The data Start Marker

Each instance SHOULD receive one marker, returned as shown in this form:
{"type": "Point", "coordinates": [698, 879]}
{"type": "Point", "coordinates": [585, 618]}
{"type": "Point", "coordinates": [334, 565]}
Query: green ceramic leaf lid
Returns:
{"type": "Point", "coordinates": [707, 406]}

The data End Marker

Work request
Copy the records out again word for word.

Problem solution
Each instance SHOULD receive one marker, returned as shown in this form:
{"type": "Point", "coordinates": [698, 879]}
{"type": "Point", "coordinates": [585, 618]}
{"type": "Point", "coordinates": [334, 565]}
Query: green ceramic leaf lid
Returns:
{"type": "Point", "coordinates": [707, 406]}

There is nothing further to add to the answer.